▶ [Task data]
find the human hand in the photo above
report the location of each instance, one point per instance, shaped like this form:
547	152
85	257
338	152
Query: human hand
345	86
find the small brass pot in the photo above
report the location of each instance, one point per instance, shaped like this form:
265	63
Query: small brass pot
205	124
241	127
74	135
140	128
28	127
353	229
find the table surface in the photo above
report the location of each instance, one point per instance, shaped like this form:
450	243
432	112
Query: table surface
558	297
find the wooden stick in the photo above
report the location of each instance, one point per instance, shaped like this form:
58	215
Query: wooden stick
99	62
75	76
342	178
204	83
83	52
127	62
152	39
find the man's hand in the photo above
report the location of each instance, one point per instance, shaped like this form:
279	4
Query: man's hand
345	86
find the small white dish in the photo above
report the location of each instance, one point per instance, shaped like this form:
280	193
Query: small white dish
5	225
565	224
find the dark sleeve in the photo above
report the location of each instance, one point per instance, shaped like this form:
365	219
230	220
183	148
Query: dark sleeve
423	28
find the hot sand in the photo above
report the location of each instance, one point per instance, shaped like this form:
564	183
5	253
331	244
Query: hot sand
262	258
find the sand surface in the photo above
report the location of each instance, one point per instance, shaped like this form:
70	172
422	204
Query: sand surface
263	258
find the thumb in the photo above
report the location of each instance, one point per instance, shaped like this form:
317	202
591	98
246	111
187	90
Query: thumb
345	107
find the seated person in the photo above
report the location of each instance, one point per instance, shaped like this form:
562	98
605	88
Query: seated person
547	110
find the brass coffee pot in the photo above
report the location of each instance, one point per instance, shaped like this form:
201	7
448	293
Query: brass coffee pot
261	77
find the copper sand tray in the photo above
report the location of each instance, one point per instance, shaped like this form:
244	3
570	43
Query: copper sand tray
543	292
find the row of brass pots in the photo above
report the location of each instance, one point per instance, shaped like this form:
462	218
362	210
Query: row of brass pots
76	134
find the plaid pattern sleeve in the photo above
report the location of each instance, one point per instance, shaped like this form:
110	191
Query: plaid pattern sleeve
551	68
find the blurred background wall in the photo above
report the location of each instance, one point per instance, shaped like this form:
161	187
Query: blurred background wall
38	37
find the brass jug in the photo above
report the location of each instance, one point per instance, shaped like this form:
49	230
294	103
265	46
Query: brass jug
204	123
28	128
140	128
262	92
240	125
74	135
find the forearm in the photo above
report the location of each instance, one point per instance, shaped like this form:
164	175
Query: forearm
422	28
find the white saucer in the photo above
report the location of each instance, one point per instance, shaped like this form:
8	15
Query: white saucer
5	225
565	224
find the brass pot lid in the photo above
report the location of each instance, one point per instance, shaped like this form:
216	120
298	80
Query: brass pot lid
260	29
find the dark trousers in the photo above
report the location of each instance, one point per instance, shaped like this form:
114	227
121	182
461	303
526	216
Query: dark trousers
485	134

▶ [Your task]
Transcribe all entries exactly as they are given.

▶ [Reply]
find the human hand in the photo above
report the location of each instance, one point per instance, shaped like this form:
547	152
85	257
338	152
Query: human hand
345	86
find the small brass pot in the photo above
report the location of each instance, one point per instance, shaped like this form:
265	63
Query: small brass pot
205	124
241	127
74	135
140	128
28	127
353	229
find the table surface in the photo above
report the location of each instance, one point per instance, shaped like this form:
450	243
432	112
Query: table surface
558	297
find the wooden stick in the photo above
report the location of each instance, one point per instance, shaped like this form:
58	215
Query: wooden stick
99	62
75	76
342	178
204	83
83	52
127	62
152	39
find the man's hand in the photo above
report the location of each instance, one point per instance, shaped like this form:
279	4
Query: man's hand
345	86
find the small white dish in the photo above
report the location of each instance, one point per instance, shaped like this form:
280	193
Query: small white dish
5	225
565	224
find the dark sleeve in the photo above
report the location of each instance, one point per instance, shaped like this form:
365	219
230	220
183	148
Query: dark sleeve
423	28
find the hot sand in the photo above
report the location of each instance, one point per instance, shaped like this form:
564	183
5	253
331	244
Query: hot sand
262	258
find the sand surface in the photo above
report the location of each instance, one point per instance, shaped like this form:
70	172
422	204
Query: sand surface
263	258
find the thumb in the photo above
report the location of each instance, one point per instance, shaped like this form:
317	202
591	98
246	111
187	90
Query: thumb
345	107
find the seated person in the photo above
report the location of each instance, one point per instance, shaped like this form:
562	98
605	88
Query: seated person
547	110
find the brass coffee pot in the photo above
report the location of each instance, one point per instance, shaped like this form:
201	7
448	293
Query: brass coffee pot
261	77
find the copper sand tray in the photo above
report the location of each instance, one point per instance, shaped like this form:
244	3
570	43
Query: copper sand tray
543	292
find the row of brass pots in the photo above
report the location of each instance, one point per instance, shaped like this form:
462	218
362	210
Query: row of brass pots
76	134
find the plaid pattern sleeve in the photo above
report the location of each instance, one point per instance, shaped like this form:
110	191
Query: plaid pattern sleeve
551	68
find the blurred background wall in the photo above
report the location of each instance, one point per instance, shaped like this form:
161	187
Query: blurred background wall
38	37
find the brass jug in the photo above
report the location of each instance, one point per instance, shaped like this form:
49	230
294	103
265	46
Query: brass jug
204	123
28	128
140	128
262	92
240	125
74	135
find the forearm in the photo above
report the location of each instance, one point per instance, shaped like this form:
164	175
Query: forearm
422	28
find the white saucer in the photo above
report the location of each instance, one point per instance, shaped like this form:
8	15
Query: white saucer
5	225
565	224
find the brass pot lid in the photo above
report the location of each instance, one point per instance, shaped like this form:
216	120
298	80
Query: brass pot lid
260	29
find the dark trousers in the photo above
report the location of each instance, one point per instance, shaped like this form:
114	227
121	182
461	303
526	216
Query: dark trousers
485	134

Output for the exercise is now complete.